» **GEZEIGTER AUSZUG**:
================

Die 200 Vertreter ostdeutscher Vereine nahmen dann einstimmig folgende Entschließung des DLV-Präsidenten Dr. Danz an, in der es unter anderem hieß:

Die Ziele der Gemeinschaft sind:

1. Die Sammlung der versprengten ostdeutschen Leichtathleten fortzusetzen und sie in die Gemeinschaft ihres alten Stammverbandes, den DLV, einzugliedern.

2. Die Gemeinschaft sieht ihre vornehmste Aufgabe darin, den Gedanken an die alte Heimat in Wort und Schrift zu fördern.

3. Zu diesem Zweck werden alle Kameraden der Traditionsgemeinschaft aufgefordert, ihre Kenntnisse und Erfahrungen an ihrem neuen Heimatort in den Dienst des DLV zu stellen.

4. Kameradschaftshilfe untereinander und Aktionen zur Unterstützung der Kameraden der LA in Mitteldeutschland, insbesondere der dort wohnenden ostdeutschen Leichtathleten, sind vorgesehen.

5. Es wird vorgeschlagen, bei dem alljährlich vorgesehenen Wiedersehenstreffen LA-Sportkämpfe der Traditionsgemeinschaft in verschiedenen Altersklassen durchzuführen, wenn möglich, am Freitag vor den Deutschen Meisterschaften.

================

» **ANGEZEIGTE ZEILEN**:
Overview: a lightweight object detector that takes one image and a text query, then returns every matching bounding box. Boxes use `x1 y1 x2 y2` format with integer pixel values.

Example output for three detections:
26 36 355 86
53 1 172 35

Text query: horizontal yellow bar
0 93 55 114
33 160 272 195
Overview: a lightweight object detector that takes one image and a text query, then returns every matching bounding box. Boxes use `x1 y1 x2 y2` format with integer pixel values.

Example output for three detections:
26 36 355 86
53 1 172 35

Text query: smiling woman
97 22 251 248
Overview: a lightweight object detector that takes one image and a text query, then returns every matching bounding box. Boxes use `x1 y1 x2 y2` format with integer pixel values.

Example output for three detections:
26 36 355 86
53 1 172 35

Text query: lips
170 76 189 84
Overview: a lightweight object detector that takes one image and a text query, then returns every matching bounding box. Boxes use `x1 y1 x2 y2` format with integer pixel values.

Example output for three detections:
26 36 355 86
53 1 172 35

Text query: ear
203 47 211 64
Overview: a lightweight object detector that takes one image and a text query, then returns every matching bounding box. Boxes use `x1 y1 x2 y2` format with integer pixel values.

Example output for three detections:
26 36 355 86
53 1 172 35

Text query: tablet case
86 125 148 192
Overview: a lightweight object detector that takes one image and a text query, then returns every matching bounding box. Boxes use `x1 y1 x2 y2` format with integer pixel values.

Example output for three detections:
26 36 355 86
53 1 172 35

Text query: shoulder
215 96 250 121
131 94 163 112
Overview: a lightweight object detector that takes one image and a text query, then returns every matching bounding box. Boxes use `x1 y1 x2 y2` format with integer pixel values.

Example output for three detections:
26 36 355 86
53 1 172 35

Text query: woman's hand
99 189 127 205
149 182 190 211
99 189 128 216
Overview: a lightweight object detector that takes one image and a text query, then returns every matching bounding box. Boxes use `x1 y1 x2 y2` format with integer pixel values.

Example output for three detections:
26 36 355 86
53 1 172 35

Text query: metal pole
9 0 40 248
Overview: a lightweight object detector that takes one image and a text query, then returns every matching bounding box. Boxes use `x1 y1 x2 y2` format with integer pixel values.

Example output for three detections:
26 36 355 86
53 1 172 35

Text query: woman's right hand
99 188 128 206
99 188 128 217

================

» **GESTELLTE AUFGABE 1**: Benenne im Auszug zur Entschließung des DLV-Präsidenten „Leichtathleten“ in „Athleten“ um und gib dabei den Text wieder: Beginne bei der Stelle mit „Die Ziele der“ und ende nach „den DLV, einzugliedern.“.
» **GESTELLTE AUFGABE 2**: An welchem Tag sollen die LA-Sportkämpfe der Traditionsgemeinschaft laut dem Auszug zur Entschließung des DLV-Präsidenten nach Möglichkeit stattfinden?
Die Zeilen werden zur Bearbeitung nicht gebraucht.

» **AUFGABENERGEBNIS 1**:
Die Ziele der Gemeinschaft sind:

1. Die Sammlung der versprengten ostdeutschen Athleten fortzusetzen und sie in die Gemeinschaft ihres alten Stammverbandes, den DLV, einzugliedern.

» **AUFGABENERGEBNIS 2**: Am Freitag vor den Deutschen Meisterschaften.